>>>>
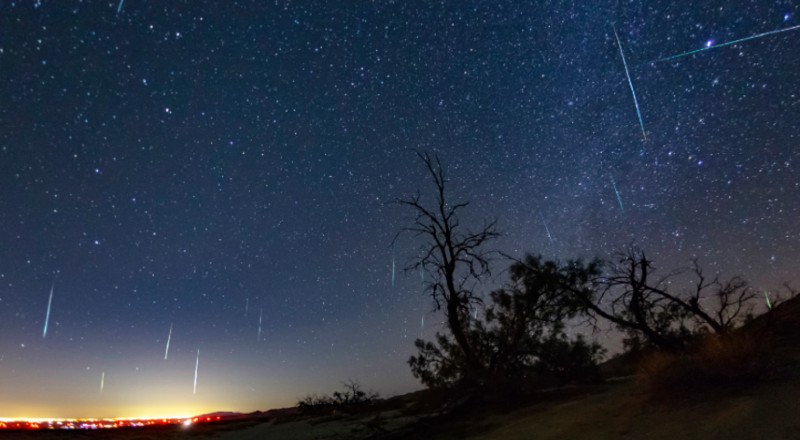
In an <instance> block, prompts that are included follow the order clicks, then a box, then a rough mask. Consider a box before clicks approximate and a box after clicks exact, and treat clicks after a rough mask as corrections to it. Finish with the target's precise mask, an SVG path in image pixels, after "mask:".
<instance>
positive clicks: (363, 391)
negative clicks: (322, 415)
mask: <svg viewBox="0 0 800 440" xmlns="http://www.w3.org/2000/svg"><path fill="white" fill-rule="evenodd" d="M342 387H343V390H341V391H335V392H334V393H333V395H332V396H326V395H323V396H317V395H316V394H309V395H308V396H306V397H304V398H302V399H300V401H298V402H297V406H298V407H299V408H300V409H302V410H305V411H320V410H325V409H350V408H353V407H357V406H362V405H367V404H370V403H372V402H374V401H375V400H376V399H377V398H378V393H376V392H374V391H371V390H370V391H364V390H362V389H361V384H360V383H359V382H358V381H357V380H353V379H349V380H348V381H346V382H342Z"/></svg>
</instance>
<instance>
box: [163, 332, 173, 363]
mask: <svg viewBox="0 0 800 440" xmlns="http://www.w3.org/2000/svg"><path fill="white" fill-rule="evenodd" d="M171 339H172V323H169V334H168V335H167V349H166V351H164V360H167V355H169V341H170V340H171Z"/></svg>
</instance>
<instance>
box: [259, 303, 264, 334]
mask: <svg viewBox="0 0 800 440" xmlns="http://www.w3.org/2000/svg"><path fill="white" fill-rule="evenodd" d="M263 316H264V308H263V307H262V308H261V309H260V310H259V312H258V340H259V341H261V318H262V317H263Z"/></svg>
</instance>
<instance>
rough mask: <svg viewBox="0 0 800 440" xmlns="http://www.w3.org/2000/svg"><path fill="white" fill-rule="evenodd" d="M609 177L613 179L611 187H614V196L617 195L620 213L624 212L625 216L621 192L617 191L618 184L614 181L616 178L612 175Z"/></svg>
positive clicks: (609, 175) (617, 189)
mask: <svg viewBox="0 0 800 440" xmlns="http://www.w3.org/2000/svg"><path fill="white" fill-rule="evenodd" d="M608 177H610V178H611V186H613V187H614V194H616V195H617V202H619V209H620V211H622V213H623V214H625V207H624V206H622V197H621V196H620V195H619V190H618V189H617V182H615V181H614V176H613V175H612V174H611V173H609V174H608Z"/></svg>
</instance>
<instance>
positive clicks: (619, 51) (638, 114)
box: [612, 26, 647, 142]
mask: <svg viewBox="0 0 800 440" xmlns="http://www.w3.org/2000/svg"><path fill="white" fill-rule="evenodd" d="M612 29H614V37H616V39H617V46H619V55H620V56H621V57H622V65H623V66H625V76H627V77H628V85H629V86H631V95H632V96H633V105H634V106H635V107H636V116H637V117H638V118H639V126H640V127H642V139H643V141H644V142H647V134H645V131H644V121H643V120H642V112H641V111H639V101H638V100H636V91H635V90H633V81H631V73H630V72H629V71H628V62H627V61H625V53H623V52H622V43H620V41H619V35H617V28H616V27H613V26H612Z"/></svg>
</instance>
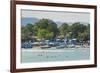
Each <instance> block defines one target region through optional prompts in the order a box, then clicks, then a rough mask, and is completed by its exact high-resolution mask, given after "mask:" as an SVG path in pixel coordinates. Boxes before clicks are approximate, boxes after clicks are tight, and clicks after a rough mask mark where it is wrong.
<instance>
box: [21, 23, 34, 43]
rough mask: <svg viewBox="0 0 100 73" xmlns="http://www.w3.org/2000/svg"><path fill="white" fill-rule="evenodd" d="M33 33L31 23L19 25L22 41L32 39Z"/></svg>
mask: <svg viewBox="0 0 100 73" xmlns="http://www.w3.org/2000/svg"><path fill="white" fill-rule="evenodd" d="M32 35H33V25H32V24H30V23H29V24H27V25H26V26H22V27H21V40H22V42H25V41H28V40H30V39H32Z"/></svg>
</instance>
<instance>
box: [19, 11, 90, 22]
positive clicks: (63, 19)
mask: <svg viewBox="0 0 100 73" xmlns="http://www.w3.org/2000/svg"><path fill="white" fill-rule="evenodd" d="M21 18H36V19H43V18H45V19H51V20H53V21H54V22H66V23H74V22H84V23H90V13H87V12H77V13H76V12H67V11H66V12H65V11H64V12H62V11H60V12H59V11H58V12H57V11H39V10H38V11H36V10H22V11H21Z"/></svg>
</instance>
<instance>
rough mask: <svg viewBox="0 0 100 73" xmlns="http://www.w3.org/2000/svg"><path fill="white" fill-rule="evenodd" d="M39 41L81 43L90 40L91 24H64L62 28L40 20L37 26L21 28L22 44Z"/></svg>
mask: <svg viewBox="0 0 100 73" xmlns="http://www.w3.org/2000/svg"><path fill="white" fill-rule="evenodd" d="M34 37H35V38H38V39H41V40H42V39H47V40H50V39H56V38H60V39H64V38H65V37H67V38H69V39H73V38H75V39H77V40H78V41H79V42H80V41H88V40H90V24H87V25H84V24H82V23H80V22H75V23H73V24H72V25H69V24H68V23H62V25H61V26H59V27H58V26H57V24H56V23H55V22H54V21H53V20H50V19H40V20H39V21H38V22H37V23H35V24H31V23H29V24H27V25H26V26H22V27H21V40H22V42H24V41H27V40H31V39H33V38H34Z"/></svg>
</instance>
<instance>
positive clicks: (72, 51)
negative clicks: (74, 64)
mask: <svg viewBox="0 0 100 73" xmlns="http://www.w3.org/2000/svg"><path fill="white" fill-rule="evenodd" d="M88 59H90V49H71V50H70V49H68V50H63V49H62V50H60V51H59V50H54V51H53V52H52V51H39V52H38V51H34V50H32V51H26V50H24V51H23V50H22V59H21V61H22V63H28V62H29V63H30V62H48V61H71V60H88Z"/></svg>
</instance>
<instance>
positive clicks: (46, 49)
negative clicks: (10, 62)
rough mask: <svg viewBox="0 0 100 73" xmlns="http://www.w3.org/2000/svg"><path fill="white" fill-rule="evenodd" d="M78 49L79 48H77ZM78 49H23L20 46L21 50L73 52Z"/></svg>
mask: <svg viewBox="0 0 100 73" xmlns="http://www.w3.org/2000/svg"><path fill="white" fill-rule="evenodd" d="M78 49H79V48H78ZM78 49H75V48H71V49H38V50H37V49H24V48H22V51H23V52H74V51H76V50H78ZM88 49H89V48H84V49H82V48H81V49H79V50H88Z"/></svg>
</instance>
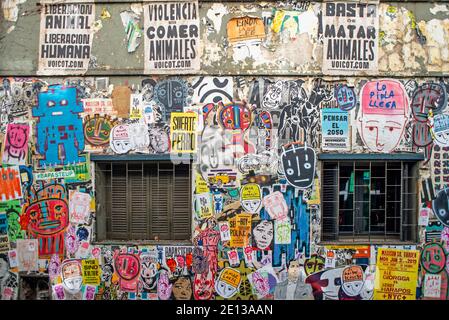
<<<<
Task requirements — Switch every "positive clicks" to "foreground clicks" in all the lines above and reproduce them with nothing else changed, leaving out the pictures.

Expected answer —
In an <instance> block, prompts that are included follow the order clicks, then a box, then a rough mask. Consider a box before clicks approximate and a box after clicks exact, and treat clicks after a rough mask as corrections to it. Finish with the target's precise mask, an SVG path in image pixels, after "mask:".
<instance>
foreground clicks: (363, 391)
negative clicks: (322, 415)
mask: <svg viewBox="0 0 800 440" xmlns="http://www.w3.org/2000/svg"><path fill="white" fill-rule="evenodd" d="M342 387H343V390H341V391H335V392H334V393H333V395H332V396H326V395H323V396H317V395H316V394H309V395H308V396H306V397H304V398H302V399H300V401H298V402H297V406H298V407H299V408H300V409H302V410H305V411H320V410H325V409H350V408H353V407H357V406H362V405H367V404H370V403H372V402H374V401H375V400H376V399H377V398H378V393H376V392H374V391H371V390H370V391H364V390H362V389H361V384H360V383H359V382H358V381H357V380H353V379H349V380H348V381H346V382H342Z"/></svg>
</instance>
<instance>
box: [163, 332, 173, 363]
mask: <svg viewBox="0 0 800 440" xmlns="http://www.w3.org/2000/svg"><path fill="white" fill-rule="evenodd" d="M171 339H172V323H169V334H168V335H167V349H166V351H164V360H167V355H169V341H170V340H171Z"/></svg>
</instance>
<instance>
box: [259, 303, 264, 334]
mask: <svg viewBox="0 0 800 440" xmlns="http://www.w3.org/2000/svg"><path fill="white" fill-rule="evenodd" d="M263 316H264V308H263V307H262V308H261V309H260V310H259V312H258V340H259V341H261V318H262V317H263Z"/></svg>
</instance>
<instance>
rough mask: <svg viewBox="0 0 800 440" xmlns="http://www.w3.org/2000/svg"><path fill="white" fill-rule="evenodd" d="M609 177L613 179L611 187H614V196L617 195L620 213L624 212L625 216L621 192L617 191L618 184L614 181L616 178L612 175Z"/></svg>
foreground clicks: (609, 175) (617, 189)
mask: <svg viewBox="0 0 800 440" xmlns="http://www.w3.org/2000/svg"><path fill="white" fill-rule="evenodd" d="M608 177H610V178H611V186H613V187H614V194H616V195H617V202H619V209H620V211H622V213H623V214H625V207H624V206H622V197H621V196H620V195H619V190H618V189H617V182H615V181H614V176H613V175H612V174H611V173H609V174H608Z"/></svg>
</instance>
<instance>
foreground clicks: (619, 51) (638, 114)
box: [612, 26, 647, 142]
mask: <svg viewBox="0 0 800 440" xmlns="http://www.w3.org/2000/svg"><path fill="white" fill-rule="evenodd" d="M612 29H614V37H616V39H617V46H619V55H620V56H621V57H622V65H623V66H625V76H627V77H628V85H629V86H631V95H632V96H633V105H634V106H635V107H636V116H637V117H638V118H639V126H640V127H642V139H643V141H644V142H647V134H645V131H644V121H643V120H642V112H641V111H639V101H638V100H636V91H635V90H633V81H631V73H630V72H629V71H628V62H627V61H625V53H623V52H622V43H620V41H619V35H617V28H616V27H613V26H612Z"/></svg>
</instance>
Each <instance> block defines one target region through optional prompts in the order a box, then clicks, then a rough mask, and is completed by its exact high-resolution mask, given after "mask:" as an SVG path in pixel coordinates. Boxes before clicks are approximate, boxes after clicks are tight, and clicks after a rough mask mark where it is wrong.
<instance>
box: [21, 23, 34, 43]
rough mask: <svg viewBox="0 0 100 73" xmlns="http://www.w3.org/2000/svg"><path fill="white" fill-rule="evenodd" d="M33 33L31 23L19 25L22 41L32 39Z"/></svg>
mask: <svg viewBox="0 0 100 73" xmlns="http://www.w3.org/2000/svg"><path fill="white" fill-rule="evenodd" d="M32 35H33V25H32V24H30V23H29V24H27V25H26V26H22V27H21V40H22V42H25V41H28V40H30V39H32Z"/></svg>
</instance>
<instance>
box: [19, 11, 90, 22]
foreground clicks: (63, 19)
mask: <svg viewBox="0 0 100 73" xmlns="http://www.w3.org/2000/svg"><path fill="white" fill-rule="evenodd" d="M21 18H36V19H43V18H45V19H51V20H53V21H54V22H66V23H74V22H84V23H90V13H87V12H77V13H76V12H67V11H66V12H65V11H64V12H62V11H60V12H59V11H58V12H57V11H39V10H38V11H36V10H22V11H21Z"/></svg>
</instance>
<instance>
rough mask: <svg viewBox="0 0 100 73" xmlns="http://www.w3.org/2000/svg"><path fill="white" fill-rule="evenodd" d="M39 41L81 43L90 40L91 24H64L62 28L40 20L37 26L21 28L22 44Z"/></svg>
mask: <svg viewBox="0 0 100 73" xmlns="http://www.w3.org/2000/svg"><path fill="white" fill-rule="evenodd" d="M34 37H35V38H38V39H41V40H42V39H47V40H50V39H56V38H60V39H64V38H65V37H67V38H69V39H73V38H75V39H77V40H78V41H79V42H80V41H88V40H90V24H87V25H84V24H82V23H80V22H75V23H73V24H72V25H69V24H68V23H62V25H61V26H59V27H58V26H57V24H56V23H55V22H54V21H53V20H50V19H40V20H39V21H38V22H37V23H35V24H31V23H29V24H27V25H26V26H22V27H21V40H22V42H24V41H27V40H31V39H33V38H34Z"/></svg>
</instance>
<instance>
foreground clicks: (72, 51)
negative clicks: (74, 64)
mask: <svg viewBox="0 0 100 73" xmlns="http://www.w3.org/2000/svg"><path fill="white" fill-rule="evenodd" d="M88 59H90V49H71V50H70V49H68V50H63V49H62V50H60V51H59V50H54V51H53V52H52V51H39V52H38V51H34V50H32V51H26V50H24V51H23V50H22V59H21V61H22V63H28V62H29V63H30V62H48V61H71V60H88Z"/></svg>
</instance>
<instance>
foreground clicks: (46, 49)
negative clicks: (10, 62)
rough mask: <svg viewBox="0 0 100 73" xmlns="http://www.w3.org/2000/svg"><path fill="white" fill-rule="evenodd" d="M78 49L79 48H77ZM78 49H23L20 46L21 50L73 52Z"/></svg>
mask: <svg viewBox="0 0 100 73" xmlns="http://www.w3.org/2000/svg"><path fill="white" fill-rule="evenodd" d="M78 49H79V48H78ZM78 49H75V48H71V49H38V50H37V49H24V48H22V51H23V52H74V51H76V50H78ZM88 49H89V48H84V49H82V48H81V49H79V50H88Z"/></svg>
</instance>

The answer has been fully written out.